__TEXT SECTION__.
Mixed Strategies and Minimax

Updated 9/13/04.

Two Person, Zero Sum Games

Recall that, although agents share consequences, they may have different preferences because they will frequently have different goals. These different preferences translate into different utilities. In previous notes, we denoted these utilities as u1(a,b) and u2(a,b), where we have dropped the dependence on states. Sometimes, two agents have goals that directly oppose each other. Under such conditions, we can assume that the two utilities are precisely the opposite, hence u1(a,b) = - u2(a,b). We call these games zero sum because u1(a,b) + u2(a,b) = 0 for all choices a for player 1 and all choices b for player 2.

A Case Study: The Battle of the Bismark Sea

Let's look at an example that can be found in both Luce and Raiffa and in Casti. For a map of the relevant geography, go here. During World War II, the northern half of the island of New Guinea was controlled by the Japanese, while the Allies controlled the southern half. Intelligence reports indicated that the Japanese were assembling a troop and supply convoy that would move from the port of Rabaul, which lies on the eastern part of the island of New Britain, to Lae which lies on the western part of New Guinea. The convoy could take one of two different routes: (1) north of New Britain, where rain and bad visibility were predicted, or (2) south, where the weather was expected to be fair. It was estimated that the trip would take 3 days on either route.

The allied forces were commanded by General George C. Kenney. His objective was to do as much damage as possible to the Japanese convoy, but he had to find them first. He could either start searching north of New Britain or south.   Assume that it will take one day to either find the convoy or determine that they took another route under stormy conditions, and assume that it will take almost no time at all to find the convoy under sunny conditions ,but one day to determine if the convoy took another route under sunny conditions.  With these assumptions, we can construct the following payoff matrix.  Note that only the payoffs, presented as number of days of bombing, for the allied forces are shown.  Since the game is zero sum,  the payoff for the Japanese forces is simply the opposite of the allied payoff.

__STATED TASK A__.
Filter the records below and copy out every line that contains the word "cloud".

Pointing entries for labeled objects

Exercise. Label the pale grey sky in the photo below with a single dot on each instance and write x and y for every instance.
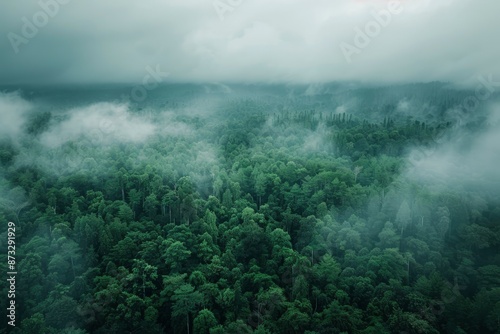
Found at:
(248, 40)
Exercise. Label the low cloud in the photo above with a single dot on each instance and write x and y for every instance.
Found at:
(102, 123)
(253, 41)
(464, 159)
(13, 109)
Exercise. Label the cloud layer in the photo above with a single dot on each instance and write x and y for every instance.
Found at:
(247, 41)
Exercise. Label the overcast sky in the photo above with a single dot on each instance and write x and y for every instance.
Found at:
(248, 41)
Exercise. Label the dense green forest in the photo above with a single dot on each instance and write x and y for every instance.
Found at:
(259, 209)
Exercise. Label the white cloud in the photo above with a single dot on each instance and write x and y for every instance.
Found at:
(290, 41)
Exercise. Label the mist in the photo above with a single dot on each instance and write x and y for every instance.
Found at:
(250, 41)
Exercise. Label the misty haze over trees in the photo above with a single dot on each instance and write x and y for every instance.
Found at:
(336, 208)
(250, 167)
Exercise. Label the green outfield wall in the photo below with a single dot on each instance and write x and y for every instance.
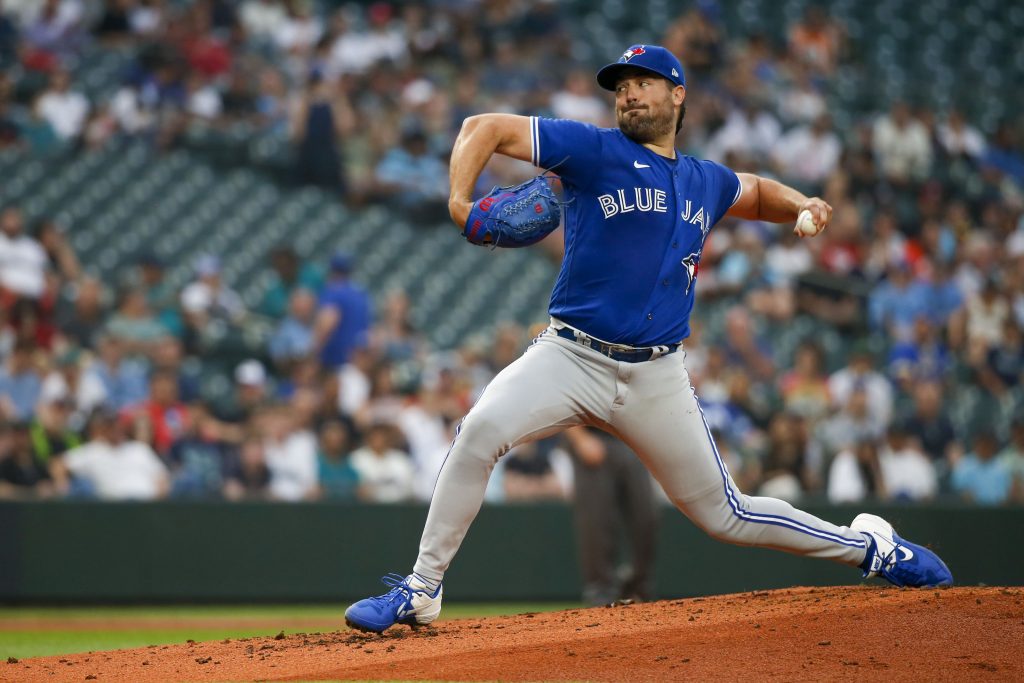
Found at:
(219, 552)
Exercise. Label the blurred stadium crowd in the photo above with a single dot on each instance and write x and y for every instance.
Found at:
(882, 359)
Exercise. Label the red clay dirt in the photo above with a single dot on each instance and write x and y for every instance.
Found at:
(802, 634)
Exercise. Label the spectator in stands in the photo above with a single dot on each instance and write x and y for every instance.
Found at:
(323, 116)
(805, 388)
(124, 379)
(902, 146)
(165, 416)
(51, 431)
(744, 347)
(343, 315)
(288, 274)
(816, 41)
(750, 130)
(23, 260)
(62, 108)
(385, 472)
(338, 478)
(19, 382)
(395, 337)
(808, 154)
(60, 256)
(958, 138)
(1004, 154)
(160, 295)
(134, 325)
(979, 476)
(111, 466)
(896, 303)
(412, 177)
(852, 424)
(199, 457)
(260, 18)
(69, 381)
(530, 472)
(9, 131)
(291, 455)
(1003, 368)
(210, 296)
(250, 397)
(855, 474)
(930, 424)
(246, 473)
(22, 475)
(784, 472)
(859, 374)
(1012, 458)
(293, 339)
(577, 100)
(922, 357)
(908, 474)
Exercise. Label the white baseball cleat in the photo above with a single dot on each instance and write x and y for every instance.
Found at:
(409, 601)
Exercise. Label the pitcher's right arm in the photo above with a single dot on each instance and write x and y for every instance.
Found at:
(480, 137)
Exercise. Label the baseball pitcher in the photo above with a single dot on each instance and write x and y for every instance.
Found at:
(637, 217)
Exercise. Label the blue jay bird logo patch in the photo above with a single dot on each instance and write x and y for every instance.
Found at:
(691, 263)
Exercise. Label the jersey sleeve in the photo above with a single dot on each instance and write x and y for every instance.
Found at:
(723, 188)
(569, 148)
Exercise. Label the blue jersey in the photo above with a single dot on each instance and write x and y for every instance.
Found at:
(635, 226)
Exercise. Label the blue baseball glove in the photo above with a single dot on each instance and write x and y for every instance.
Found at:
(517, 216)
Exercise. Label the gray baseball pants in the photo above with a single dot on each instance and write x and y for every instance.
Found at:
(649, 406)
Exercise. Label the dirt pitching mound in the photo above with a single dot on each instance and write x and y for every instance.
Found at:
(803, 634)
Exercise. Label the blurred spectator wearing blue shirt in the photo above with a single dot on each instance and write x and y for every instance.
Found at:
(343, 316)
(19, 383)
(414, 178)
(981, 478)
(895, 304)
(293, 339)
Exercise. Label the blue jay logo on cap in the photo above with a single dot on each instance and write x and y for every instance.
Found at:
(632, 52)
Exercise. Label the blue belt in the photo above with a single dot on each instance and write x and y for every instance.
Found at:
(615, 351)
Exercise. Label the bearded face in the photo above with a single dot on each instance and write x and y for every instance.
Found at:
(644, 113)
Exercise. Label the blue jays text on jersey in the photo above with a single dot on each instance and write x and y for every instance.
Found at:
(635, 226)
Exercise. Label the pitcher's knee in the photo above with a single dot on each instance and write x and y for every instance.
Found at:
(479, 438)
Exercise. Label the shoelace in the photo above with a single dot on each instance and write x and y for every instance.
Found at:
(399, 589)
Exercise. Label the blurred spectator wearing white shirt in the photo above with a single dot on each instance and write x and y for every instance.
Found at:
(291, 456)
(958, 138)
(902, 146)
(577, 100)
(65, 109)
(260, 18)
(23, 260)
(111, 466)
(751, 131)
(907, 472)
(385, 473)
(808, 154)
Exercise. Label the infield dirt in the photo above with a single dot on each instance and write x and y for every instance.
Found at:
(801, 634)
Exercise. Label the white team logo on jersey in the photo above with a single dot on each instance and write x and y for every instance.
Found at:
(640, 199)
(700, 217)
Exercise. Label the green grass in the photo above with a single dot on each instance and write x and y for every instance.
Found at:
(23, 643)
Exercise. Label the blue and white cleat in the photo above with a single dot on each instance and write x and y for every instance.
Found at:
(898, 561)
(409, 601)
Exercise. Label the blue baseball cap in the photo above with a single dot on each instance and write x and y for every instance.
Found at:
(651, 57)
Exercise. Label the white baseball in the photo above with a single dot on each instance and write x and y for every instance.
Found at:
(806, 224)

* * *

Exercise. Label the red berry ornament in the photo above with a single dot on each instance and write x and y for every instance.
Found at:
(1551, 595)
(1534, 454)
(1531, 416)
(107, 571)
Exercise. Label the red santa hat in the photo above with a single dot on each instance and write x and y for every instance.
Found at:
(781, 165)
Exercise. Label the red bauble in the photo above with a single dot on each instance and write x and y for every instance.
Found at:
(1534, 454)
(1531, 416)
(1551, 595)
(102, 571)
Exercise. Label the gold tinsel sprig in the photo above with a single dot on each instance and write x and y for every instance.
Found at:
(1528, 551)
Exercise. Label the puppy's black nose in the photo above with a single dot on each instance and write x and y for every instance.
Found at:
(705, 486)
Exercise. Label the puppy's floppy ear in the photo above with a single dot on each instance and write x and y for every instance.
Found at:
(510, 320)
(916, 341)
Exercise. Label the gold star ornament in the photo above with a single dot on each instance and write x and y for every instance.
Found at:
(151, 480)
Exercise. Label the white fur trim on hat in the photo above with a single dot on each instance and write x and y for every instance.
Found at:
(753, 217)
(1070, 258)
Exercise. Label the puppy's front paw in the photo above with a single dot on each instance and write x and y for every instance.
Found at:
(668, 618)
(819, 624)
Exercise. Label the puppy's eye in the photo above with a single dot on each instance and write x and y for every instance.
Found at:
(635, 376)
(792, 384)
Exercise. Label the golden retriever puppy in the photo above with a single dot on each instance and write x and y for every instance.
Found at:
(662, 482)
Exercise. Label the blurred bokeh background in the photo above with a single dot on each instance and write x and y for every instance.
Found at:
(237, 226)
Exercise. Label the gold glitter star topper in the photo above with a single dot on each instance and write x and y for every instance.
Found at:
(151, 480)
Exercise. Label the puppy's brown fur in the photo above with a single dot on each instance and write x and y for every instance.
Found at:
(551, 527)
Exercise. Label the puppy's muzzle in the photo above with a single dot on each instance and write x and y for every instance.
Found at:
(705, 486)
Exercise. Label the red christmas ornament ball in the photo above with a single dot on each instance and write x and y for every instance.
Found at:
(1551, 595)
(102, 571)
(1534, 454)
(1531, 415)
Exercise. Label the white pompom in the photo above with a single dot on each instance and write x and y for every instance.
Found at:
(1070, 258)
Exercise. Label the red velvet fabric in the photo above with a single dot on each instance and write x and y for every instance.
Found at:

__STATED TASK B__.
Write what comes next in the game theory notes on the Battle of the Bismark Sea above, starting after their final sentence.

__FINAL RESULT A__.
Exercise. Label the low cloud in the photo above with a single dot on each instance and write x and y for every instance.
Exercise. Label the cloud layer in the photo above with a single dot on each instance and write x and y for every instance.
Exercise. Label the white cloud in the photo above with a single dot on each instance and write x and y for every instance.

__FINAL RESULT B__.
 

Payoff Matrix for the Battle of the Bismark Sea
Allies/Japanese
Sail North
Sail South
Search North
2 days
2 days
Search South
1 day
3 days

This payoff matrix indicates that if the Japanese sail north and the allies search south, then the allies will spend one day determining that the Japanese did not sail south and then spend another day finding the Japanese ships to the north.  This results in only one day of bombing.  Similar reasoning applies to the other entries.

So what do you do?  The maximin solution for the allied forces is to search north, and the minimax solution for the Japanese forces is to sail north.  Additionally, the "sail and search north" solution is a Nash equilibrium since there is no incentive for either combatant to change its strategy from this strategy.  Since every other option in the payoff matrix comes with an incentive to change strategies, there is no other equilibrium solution.  For this problem, the minimax solution and the Nash equilibrium coincide.  When this occurs, the resulting payoff is referred to as the value of the game.  In our example, 2 days of bombing is the game's value.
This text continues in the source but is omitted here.